#### [ACTIVITY]
Rewrite the lines starting with the one containing "The prompts in" and going on through the one containing "305L366 314L343 326L451", replacing "rough mask" with "coarse mask" and leaving everything else unchanged.

(Saved data entries)
*** Block opens ***
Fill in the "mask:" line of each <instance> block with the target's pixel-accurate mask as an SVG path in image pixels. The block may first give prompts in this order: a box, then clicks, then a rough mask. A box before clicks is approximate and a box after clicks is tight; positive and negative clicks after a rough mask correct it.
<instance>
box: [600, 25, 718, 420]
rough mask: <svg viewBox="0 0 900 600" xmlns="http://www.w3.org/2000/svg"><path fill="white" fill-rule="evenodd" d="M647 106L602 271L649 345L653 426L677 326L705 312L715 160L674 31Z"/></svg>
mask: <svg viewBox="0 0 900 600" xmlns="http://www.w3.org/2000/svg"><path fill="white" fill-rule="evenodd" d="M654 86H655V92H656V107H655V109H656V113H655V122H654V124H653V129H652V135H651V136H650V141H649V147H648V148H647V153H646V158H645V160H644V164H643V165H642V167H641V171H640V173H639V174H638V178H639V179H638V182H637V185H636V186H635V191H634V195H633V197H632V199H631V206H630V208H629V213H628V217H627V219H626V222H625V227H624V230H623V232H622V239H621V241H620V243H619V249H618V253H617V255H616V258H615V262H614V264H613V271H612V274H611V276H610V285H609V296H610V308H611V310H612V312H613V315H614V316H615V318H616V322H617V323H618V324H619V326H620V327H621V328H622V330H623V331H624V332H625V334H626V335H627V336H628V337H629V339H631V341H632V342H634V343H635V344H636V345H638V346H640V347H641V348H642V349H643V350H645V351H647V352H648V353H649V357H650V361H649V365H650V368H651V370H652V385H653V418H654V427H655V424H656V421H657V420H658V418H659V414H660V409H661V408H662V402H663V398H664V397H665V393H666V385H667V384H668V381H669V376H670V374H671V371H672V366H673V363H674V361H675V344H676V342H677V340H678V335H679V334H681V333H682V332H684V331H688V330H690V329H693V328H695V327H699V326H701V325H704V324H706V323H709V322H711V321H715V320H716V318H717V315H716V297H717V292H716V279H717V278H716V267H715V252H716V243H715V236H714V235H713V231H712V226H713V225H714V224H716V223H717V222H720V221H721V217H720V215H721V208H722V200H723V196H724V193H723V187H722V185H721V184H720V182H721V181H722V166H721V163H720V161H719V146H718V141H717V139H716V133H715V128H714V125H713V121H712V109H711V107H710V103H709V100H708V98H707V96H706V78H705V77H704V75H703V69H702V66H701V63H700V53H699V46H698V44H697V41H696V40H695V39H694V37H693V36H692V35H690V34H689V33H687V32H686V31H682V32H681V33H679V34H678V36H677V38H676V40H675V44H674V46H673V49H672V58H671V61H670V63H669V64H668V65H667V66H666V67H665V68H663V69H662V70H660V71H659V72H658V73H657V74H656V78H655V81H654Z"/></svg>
*** Block closes ***
*** Block opens ***
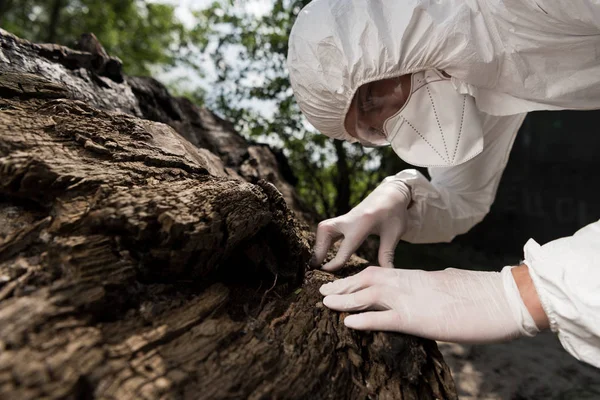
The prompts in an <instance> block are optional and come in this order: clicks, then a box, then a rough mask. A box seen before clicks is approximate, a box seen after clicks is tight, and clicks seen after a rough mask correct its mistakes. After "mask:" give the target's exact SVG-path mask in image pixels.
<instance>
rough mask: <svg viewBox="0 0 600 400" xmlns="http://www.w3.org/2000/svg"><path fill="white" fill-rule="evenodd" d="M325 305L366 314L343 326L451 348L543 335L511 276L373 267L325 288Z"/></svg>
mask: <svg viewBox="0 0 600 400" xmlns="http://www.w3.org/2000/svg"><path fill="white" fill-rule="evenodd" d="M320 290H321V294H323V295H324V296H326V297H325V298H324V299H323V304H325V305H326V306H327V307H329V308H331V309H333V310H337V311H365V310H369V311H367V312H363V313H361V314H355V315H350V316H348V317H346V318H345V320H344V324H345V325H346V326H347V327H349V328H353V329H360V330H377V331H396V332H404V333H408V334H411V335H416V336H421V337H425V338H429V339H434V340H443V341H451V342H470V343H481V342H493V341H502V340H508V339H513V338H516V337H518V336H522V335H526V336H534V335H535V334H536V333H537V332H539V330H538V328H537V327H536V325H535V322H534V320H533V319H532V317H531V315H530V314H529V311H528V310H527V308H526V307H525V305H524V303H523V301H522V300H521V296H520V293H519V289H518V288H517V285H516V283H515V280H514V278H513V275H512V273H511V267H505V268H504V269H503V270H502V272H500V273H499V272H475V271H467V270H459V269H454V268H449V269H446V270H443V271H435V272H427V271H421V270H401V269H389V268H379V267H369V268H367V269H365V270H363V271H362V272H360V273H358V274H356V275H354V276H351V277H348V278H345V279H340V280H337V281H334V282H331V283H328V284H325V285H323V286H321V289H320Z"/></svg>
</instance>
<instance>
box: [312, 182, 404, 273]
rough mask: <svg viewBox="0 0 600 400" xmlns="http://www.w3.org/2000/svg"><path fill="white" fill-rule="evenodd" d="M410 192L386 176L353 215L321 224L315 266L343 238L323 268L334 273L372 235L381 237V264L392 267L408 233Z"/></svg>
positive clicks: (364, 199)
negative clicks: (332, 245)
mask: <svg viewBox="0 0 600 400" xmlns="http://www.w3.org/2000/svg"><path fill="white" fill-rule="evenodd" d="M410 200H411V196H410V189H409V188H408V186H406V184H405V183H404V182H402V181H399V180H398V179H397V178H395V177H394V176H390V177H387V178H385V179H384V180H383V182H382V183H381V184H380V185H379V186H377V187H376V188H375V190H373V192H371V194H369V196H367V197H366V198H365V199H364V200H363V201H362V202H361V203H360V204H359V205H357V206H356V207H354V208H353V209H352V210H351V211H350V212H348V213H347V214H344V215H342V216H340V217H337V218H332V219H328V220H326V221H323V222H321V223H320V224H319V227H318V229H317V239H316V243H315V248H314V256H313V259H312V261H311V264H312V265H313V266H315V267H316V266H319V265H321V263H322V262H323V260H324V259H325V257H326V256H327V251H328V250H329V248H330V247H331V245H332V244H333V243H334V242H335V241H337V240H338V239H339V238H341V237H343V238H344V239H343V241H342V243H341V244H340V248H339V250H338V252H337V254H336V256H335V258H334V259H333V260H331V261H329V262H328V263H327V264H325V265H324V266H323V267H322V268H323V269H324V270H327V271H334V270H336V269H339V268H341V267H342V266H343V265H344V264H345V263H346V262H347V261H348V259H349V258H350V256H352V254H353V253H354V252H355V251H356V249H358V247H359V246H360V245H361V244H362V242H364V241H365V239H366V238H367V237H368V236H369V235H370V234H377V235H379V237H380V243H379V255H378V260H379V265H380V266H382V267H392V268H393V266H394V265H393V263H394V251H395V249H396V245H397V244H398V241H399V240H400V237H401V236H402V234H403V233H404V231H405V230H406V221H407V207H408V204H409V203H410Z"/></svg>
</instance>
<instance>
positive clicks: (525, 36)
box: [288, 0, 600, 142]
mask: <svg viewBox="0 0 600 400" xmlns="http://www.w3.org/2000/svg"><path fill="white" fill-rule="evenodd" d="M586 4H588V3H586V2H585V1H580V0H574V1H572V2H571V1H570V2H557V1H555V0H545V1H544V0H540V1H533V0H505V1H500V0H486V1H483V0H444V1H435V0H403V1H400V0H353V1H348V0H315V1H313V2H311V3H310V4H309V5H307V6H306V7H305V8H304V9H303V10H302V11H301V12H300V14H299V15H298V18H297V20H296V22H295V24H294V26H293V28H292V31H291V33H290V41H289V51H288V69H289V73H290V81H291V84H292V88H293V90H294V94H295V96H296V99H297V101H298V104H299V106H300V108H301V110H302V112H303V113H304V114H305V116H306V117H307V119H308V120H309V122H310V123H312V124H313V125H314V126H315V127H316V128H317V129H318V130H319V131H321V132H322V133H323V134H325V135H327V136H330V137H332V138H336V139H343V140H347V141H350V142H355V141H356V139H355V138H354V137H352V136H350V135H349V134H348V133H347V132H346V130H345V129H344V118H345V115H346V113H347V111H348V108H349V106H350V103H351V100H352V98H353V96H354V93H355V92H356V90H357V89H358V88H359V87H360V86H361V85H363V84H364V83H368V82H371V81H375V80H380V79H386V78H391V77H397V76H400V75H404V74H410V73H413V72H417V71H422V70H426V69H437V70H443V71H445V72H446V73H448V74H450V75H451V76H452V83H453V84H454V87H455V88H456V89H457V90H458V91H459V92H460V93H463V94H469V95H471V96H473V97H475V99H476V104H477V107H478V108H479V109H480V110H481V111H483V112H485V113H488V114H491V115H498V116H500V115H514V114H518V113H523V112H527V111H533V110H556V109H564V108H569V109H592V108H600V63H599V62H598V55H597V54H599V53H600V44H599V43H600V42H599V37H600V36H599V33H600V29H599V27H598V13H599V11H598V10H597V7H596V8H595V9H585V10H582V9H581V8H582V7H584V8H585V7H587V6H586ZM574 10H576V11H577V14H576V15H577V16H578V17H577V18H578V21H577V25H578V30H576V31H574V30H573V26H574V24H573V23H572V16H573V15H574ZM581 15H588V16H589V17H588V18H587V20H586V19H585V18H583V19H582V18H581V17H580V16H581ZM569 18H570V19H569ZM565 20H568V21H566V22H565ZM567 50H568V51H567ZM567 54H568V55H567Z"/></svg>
*** Block closes ***
#### [SOLUTION]
The prompts in an <instance> block are optional and come in this order: clicks, then a box, then a coarse mask. A box seen before clicks is approximate, a box seen after clicks is tight, and clicks seen after a coarse mask correct its mistakes. After "mask:" give the target's exact SVG-path mask in image pixels.
<instance>
coarse mask: <svg viewBox="0 0 600 400" xmlns="http://www.w3.org/2000/svg"><path fill="white" fill-rule="evenodd" d="M325 305L366 314L343 326L451 348L543 335L511 276L373 267L325 288Z"/></svg>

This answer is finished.